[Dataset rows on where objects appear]

========================================================================

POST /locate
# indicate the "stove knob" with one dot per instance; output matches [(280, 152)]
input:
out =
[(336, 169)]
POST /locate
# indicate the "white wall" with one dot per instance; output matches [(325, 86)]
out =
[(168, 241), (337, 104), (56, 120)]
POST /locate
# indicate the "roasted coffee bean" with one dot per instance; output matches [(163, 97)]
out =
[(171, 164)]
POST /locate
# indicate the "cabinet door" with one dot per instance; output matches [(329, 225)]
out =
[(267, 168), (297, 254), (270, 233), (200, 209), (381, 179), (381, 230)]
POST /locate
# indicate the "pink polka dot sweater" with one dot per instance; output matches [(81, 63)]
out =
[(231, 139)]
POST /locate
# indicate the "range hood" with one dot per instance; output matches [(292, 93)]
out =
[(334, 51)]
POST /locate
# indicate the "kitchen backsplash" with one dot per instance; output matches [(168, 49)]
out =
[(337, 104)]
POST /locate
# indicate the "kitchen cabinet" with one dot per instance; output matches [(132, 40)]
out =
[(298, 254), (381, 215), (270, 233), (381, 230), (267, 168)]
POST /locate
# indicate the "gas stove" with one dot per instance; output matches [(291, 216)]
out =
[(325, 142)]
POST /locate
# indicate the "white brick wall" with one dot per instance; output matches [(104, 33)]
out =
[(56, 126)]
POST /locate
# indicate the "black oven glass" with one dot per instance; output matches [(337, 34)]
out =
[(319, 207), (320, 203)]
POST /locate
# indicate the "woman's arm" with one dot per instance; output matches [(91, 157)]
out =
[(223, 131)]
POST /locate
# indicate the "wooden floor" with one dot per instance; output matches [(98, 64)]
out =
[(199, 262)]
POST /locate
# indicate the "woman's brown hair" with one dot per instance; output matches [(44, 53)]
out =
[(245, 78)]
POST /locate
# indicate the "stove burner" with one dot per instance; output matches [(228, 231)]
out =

========================================================================

» **SET TASK**:
Reproduce all of the material above line for line, with no changes.

» **OUTPUT OF THE TASK**:
POST /locate
# indicate the "stove knob" with one dot per instance; output matches [(280, 152)]
input:
out =
[(336, 169)]
POST /locate
# indicate the "white wall" with one dot per instance; output matches [(325, 86)]
out =
[(168, 241), (337, 104), (56, 120)]
POST /locate
# indicate the "roasted coffee bean" with one dot per instance; output matches [(163, 97)]
out =
[(171, 164)]
POST /locate
# indicate the "cabinet door" with one dot per instance; output matches [(329, 225)]
out =
[(267, 168), (297, 254), (270, 233), (200, 209), (381, 179), (381, 230)]
POST /locate
# indicate the "pink polka dot sweater" with one dot per instance; output matches [(81, 63)]
out =
[(231, 139)]
POST /locate
# indicate the "range hood" with one dot per instance; output matches [(292, 93)]
out =
[(334, 51)]
POST /locate
# indicate the "kitchen backsplash" with one dot per instance; output matches [(168, 49)]
out =
[(337, 104)]
POST /locate
# indicate the "kitchen cabinet" with one dot per instance; output matches [(132, 40)]
out =
[(298, 254), (381, 215), (270, 233), (381, 230), (267, 168)]
POST /locate
# indicate the "gas stove" with one dot per instance; output matches [(291, 216)]
out =
[(325, 142)]
POST /locate
# indicate the "white brick wall" with one dot per instance; output matches [(104, 33)]
out =
[(56, 126)]
POST /locate
# indicate the "black oven glass" with one dot per instance; output matches [(337, 34)]
out =
[(319, 207), (320, 203)]
POST /locate
# indicate the "woman's arm" with one dot per instance; output matches [(91, 157)]
out =
[(223, 131)]
POST /locate
# indicate the "wooden floor" with one dot per instance; output matches [(98, 64)]
out =
[(199, 262)]
POST /locate
# indicate the "woman's brown hair" with one dot per instance; output matches [(44, 53)]
out =
[(245, 78)]
POST /locate
# indicate the "stove burner" with one dot per instance; output matches [(228, 231)]
out =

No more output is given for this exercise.